### DOCUMENT EXCERPT:
--------

The risk that prepetition lease payments made by a lessee that is a debtor in a US bankruptcy will be clawed back from an aircraft lessor can be reduced if:
- the lease is a true lease rather than a disguised secured loan or finance lease
- one or both of basic rent and maintenance reserves are payable in advance (i.e., at the beginning of a rent period rather than at the end)
- basic rent and maintenance reserves are payable monthly rather than quarterly or semiannually
- the lessor enforces the lease’s payment obligations consistently
- any payment made by a third party on behalf of the lessee is clearly allocated by the payor to a specific amount payable under the lease.
In certain circumstances, a payment made by a debtor in a US bankruptcy within 90 days before the date the bankruptcy petition was filed can be avoided and recovered from the recipient as a preference payment under 11 U.S.C. §§ 547(b) and 550(a). This feature of the Bankruptcy Code is intended to prevent any creditors of the debtor from being favored unfairly, so that all creditors’ claims are resolved in an orderly manner within the bankruptcy and similarly situated creditors are treated similarly.

--------

### Excerpts from point annotation data:
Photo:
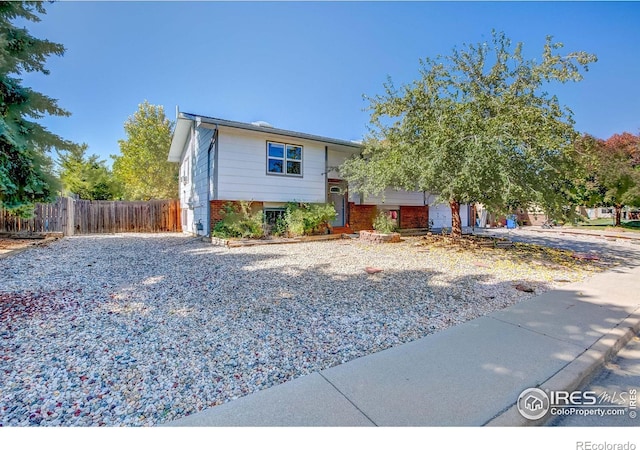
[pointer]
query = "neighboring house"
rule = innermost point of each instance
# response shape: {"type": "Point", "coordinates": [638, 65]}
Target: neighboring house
{"type": "Point", "coordinates": [225, 161]}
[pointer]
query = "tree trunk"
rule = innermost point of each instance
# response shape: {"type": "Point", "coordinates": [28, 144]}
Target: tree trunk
{"type": "Point", "coordinates": [618, 215]}
{"type": "Point", "coordinates": [456, 223]}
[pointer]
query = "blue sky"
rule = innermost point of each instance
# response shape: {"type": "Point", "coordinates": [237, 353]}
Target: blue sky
{"type": "Point", "coordinates": [305, 66]}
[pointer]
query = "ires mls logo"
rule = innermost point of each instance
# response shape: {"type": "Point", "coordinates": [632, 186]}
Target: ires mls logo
{"type": "Point", "coordinates": [533, 403]}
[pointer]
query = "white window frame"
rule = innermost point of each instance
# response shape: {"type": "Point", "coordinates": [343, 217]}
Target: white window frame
{"type": "Point", "coordinates": [285, 159]}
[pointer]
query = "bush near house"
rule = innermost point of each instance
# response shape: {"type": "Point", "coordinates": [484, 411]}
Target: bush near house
{"type": "Point", "coordinates": [239, 221]}
{"type": "Point", "coordinates": [307, 218]}
{"type": "Point", "coordinates": [383, 223]}
{"type": "Point", "coordinates": [299, 219]}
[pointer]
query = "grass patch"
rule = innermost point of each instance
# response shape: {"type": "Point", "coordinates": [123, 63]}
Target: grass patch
{"type": "Point", "coordinates": [607, 224]}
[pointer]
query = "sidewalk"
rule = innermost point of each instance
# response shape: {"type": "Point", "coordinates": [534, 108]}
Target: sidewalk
{"type": "Point", "coordinates": [577, 231]}
{"type": "Point", "coordinates": [467, 375]}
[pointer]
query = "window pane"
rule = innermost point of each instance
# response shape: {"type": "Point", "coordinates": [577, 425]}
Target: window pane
{"type": "Point", "coordinates": [275, 165]}
{"type": "Point", "coordinates": [294, 168]}
{"type": "Point", "coordinates": [294, 152]}
{"type": "Point", "coordinates": [276, 150]}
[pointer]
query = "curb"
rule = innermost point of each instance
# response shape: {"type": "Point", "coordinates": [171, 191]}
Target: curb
{"type": "Point", "coordinates": [578, 372]}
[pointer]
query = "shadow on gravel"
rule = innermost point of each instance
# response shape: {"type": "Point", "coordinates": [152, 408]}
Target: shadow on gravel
{"type": "Point", "coordinates": [627, 255]}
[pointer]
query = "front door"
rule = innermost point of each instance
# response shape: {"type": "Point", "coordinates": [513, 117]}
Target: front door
{"type": "Point", "coordinates": [336, 196]}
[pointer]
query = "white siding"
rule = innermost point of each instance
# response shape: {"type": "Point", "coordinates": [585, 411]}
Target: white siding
{"type": "Point", "coordinates": [335, 159]}
{"type": "Point", "coordinates": [202, 183]}
{"type": "Point", "coordinates": [242, 169]}
{"type": "Point", "coordinates": [186, 185]}
{"type": "Point", "coordinates": [193, 192]}
{"type": "Point", "coordinates": [392, 197]}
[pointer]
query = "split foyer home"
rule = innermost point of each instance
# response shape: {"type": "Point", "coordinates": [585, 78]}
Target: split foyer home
{"type": "Point", "coordinates": [225, 161]}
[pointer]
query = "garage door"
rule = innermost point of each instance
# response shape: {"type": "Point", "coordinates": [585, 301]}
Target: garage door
{"type": "Point", "coordinates": [441, 215]}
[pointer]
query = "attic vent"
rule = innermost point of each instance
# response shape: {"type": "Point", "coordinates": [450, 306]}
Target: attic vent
{"type": "Point", "coordinates": [262, 123]}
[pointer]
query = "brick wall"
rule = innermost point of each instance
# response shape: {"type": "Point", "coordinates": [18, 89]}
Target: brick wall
{"type": "Point", "coordinates": [361, 216]}
{"type": "Point", "coordinates": [218, 205]}
{"type": "Point", "coordinates": [414, 216]}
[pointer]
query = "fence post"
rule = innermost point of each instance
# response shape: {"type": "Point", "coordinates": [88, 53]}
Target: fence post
{"type": "Point", "coordinates": [69, 226]}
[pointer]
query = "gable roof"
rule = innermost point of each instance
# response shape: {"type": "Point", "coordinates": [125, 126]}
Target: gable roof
{"type": "Point", "coordinates": [185, 120]}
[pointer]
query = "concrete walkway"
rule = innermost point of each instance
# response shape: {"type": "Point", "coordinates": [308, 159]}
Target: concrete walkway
{"type": "Point", "coordinates": [467, 375]}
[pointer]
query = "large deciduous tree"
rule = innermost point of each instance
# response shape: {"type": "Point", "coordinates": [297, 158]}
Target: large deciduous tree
{"type": "Point", "coordinates": [611, 171]}
{"type": "Point", "coordinates": [86, 176]}
{"type": "Point", "coordinates": [25, 165]}
{"type": "Point", "coordinates": [142, 168]}
{"type": "Point", "coordinates": [476, 127]}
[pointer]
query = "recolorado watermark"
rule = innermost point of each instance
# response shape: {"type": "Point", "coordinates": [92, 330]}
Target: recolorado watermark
{"type": "Point", "coordinates": [589, 445]}
{"type": "Point", "coordinates": [535, 403]}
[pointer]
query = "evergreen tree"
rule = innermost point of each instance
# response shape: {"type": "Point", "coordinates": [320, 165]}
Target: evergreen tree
{"type": "Point", "coordinates": [25, 165]}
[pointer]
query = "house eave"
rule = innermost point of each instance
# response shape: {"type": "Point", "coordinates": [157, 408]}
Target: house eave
{"type": "Point", "coordinates": [180, 136]}
{"type": "Point", "coordinates": [187, 117]}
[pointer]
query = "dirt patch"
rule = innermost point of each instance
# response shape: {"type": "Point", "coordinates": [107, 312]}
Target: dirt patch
{"type": "Point", "coordinates": [10, 245]}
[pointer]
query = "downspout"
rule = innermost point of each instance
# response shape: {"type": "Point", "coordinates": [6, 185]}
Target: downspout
{"type": "Point", "coordinates": [326, 174]}
{"type": "Point", "coordinates": [213, 145]}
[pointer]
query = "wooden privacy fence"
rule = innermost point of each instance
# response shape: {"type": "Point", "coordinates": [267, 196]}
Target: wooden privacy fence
{"type": "Point", "coordinates": [71, 216]}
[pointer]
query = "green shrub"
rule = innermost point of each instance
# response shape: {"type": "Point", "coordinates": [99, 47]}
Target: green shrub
{"type": "Point", "coordinates": [280, 227]}
{"type": "Point", "coordinates": [238, 221]}
{"type": "Point", "coordinates": [305, 218]}
{"type": "Point", "coordinates": [383, 223]}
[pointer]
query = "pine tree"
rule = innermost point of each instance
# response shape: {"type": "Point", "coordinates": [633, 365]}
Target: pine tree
{"type": "Point", "coordinates": [25, 165]}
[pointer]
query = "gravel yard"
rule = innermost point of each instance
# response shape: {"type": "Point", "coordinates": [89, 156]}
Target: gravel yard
{"type": "Point", "coordinates": [143, 329]}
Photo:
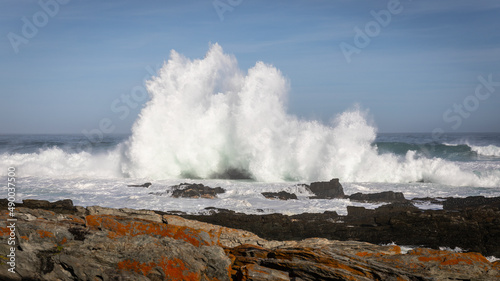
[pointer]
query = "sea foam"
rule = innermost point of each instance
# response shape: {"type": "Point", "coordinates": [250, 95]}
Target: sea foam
{"type": "Point", "coordinates": [206, 118]}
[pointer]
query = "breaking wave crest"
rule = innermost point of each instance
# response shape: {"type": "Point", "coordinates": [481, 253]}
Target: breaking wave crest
{"type": "Point", "coordinates": [206, 118]}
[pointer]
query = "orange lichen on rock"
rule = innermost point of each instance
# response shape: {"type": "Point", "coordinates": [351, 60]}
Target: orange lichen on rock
{"type": "Point", "coordinates": [448, 258]}
{"type": "Point", "coordinates": [174, 269]}
{"type": "Point", "coordinates": [119, 227]}
{"type": "Point", "coordinates": [45, 234]}
{"type": "Point", "coordinates": [74, 219]}
{"type": "Point", "coordinates": [4, 231]}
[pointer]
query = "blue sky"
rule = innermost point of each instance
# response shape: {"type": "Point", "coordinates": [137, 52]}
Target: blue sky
{"type": "Point", "coordinates": [418, 72]}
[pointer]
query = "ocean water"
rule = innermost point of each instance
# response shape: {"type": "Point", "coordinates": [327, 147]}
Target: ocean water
{"type": "Point", "coordinates": [209, 122]}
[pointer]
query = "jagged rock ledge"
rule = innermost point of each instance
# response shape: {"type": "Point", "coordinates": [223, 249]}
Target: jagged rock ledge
{"type": "Point", "coordinates": [59, 241]}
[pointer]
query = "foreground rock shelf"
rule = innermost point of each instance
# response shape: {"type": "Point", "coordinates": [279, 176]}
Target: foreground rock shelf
{"type": "Point", "coordinates": [58, 241]}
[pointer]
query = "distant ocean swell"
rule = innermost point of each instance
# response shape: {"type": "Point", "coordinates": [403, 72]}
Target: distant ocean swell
{"type": "Point", "coordinates": [208, 119]}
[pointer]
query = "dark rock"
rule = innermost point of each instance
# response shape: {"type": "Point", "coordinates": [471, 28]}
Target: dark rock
{"type": "Point", "coordinates": [471, 229]}
{"type": "Point", "coordinates": [437, 200]}
{"type": "Point", "coordinates": [282, 195]}
{"type": "Point", "coordinates": [194, 190]}
{"type": "Point", "coordinates": [63, 206]}
{"type": "Point", "coordinates": [146, 185]}
{"type": "Point", "coordinates": [471, 202]}
{"type": "Point", "coordinates": [327, 190]}
{"type": "Point", "coordinates": [36, 204]}
{"type": "Point", "coordinates": [386, 196]}
{"type": "Point", "coordinates": [124, 244]}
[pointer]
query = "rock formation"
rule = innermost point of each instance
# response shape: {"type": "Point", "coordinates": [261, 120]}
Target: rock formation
{"type": "Point", "coordinates": [193, 190]}
{"type": "Point", "coordinates": [282, 195]}
{"type": "Point", "coordinates": [59, 241]}
{"type": "Point", "coordinates": [327, 190]}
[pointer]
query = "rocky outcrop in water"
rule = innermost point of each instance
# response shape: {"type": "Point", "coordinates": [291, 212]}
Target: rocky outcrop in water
{"type": "Point", "coordinates": [327, 190]}
{"type": "Point", "coordinates": [473, 229]}
{"type": "Point", "coordinates": [193, 190]}
{"type": "Point", "coordinates": [386, 196]}
{"type": "Point", "coordinates": [282, 195]}
{"type": "Point", "coordinates": [59, 241]}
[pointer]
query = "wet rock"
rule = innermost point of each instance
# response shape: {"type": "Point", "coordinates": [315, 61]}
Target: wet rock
{"type": "Point", "coordinates": [282, 195]}
{"type": "Point", "coordinates": [321, 259]}
{"type": "Point", "coordinates": [386, 196]}
{"type": "Point", "coordinates": [194, 190]}
{"type": "Point", "coordinates": [327, 190]}
{"type": "Point", "coordinates": [146, 185]}
{"type": "Point", "coordinates": [52, 245]}
{"type": "Point", "coordinates": [121, 244]}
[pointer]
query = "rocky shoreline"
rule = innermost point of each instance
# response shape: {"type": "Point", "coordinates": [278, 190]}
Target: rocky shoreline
{"type": "Point", "coordinates": [60, 241]}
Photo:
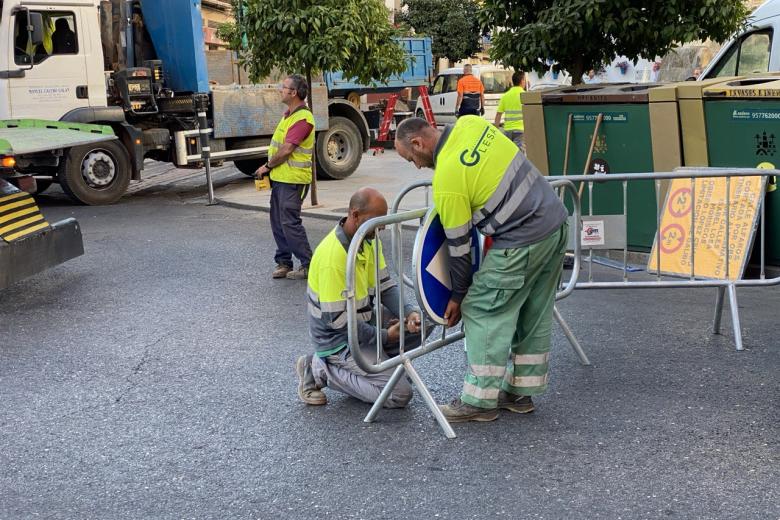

--------

### WORK TO BE COMPLETED:
Go on with the passage on preference-payment risk for aircraft lessors in US bankruptcies, picking up after its final sentence. The rows have no role here.

### RESULT FOR THIS TASK:
In a recent US bankruptcy case, King v. Bombardier Aerospace Corporation et al. (Adv. No. 2:19-ap-01147 SK; US Bankruptcy Court for the Central District of California, Los Angeles Division) (cited herein as “King”), the bankruptcy trustee overseeing the debtors’ estates vigorously argued that the bankruptcy court should order a lessor to disgorge aircraft lease rent payments that the lessor had received within the 90-day preference period.
This advisory describes the arguments by the trustee and the lessor and the court’s ruling. It also offers suggestions for structuring and practice for aircraft leases so that a lessor can survive a preference challenge.
In 2017, Zetta Jet USA, Inc., an aircraft charter operator, (“Zetta USA” or “Sublessee”) and its affiliate Zetta Jet PTE, Ltd., a Singapore company, (“Zetta PTE”, together with Zetta USA, the “Debtors”) filed for protection as debtors under Chapter 11 of the US Bankruptcy Code.1 Before the bankruptcy filing, Zetta USA had acquired three new Bombardier Global 6000 aircraft for its fleet with purchase-money financing under a head lease/sublease structure.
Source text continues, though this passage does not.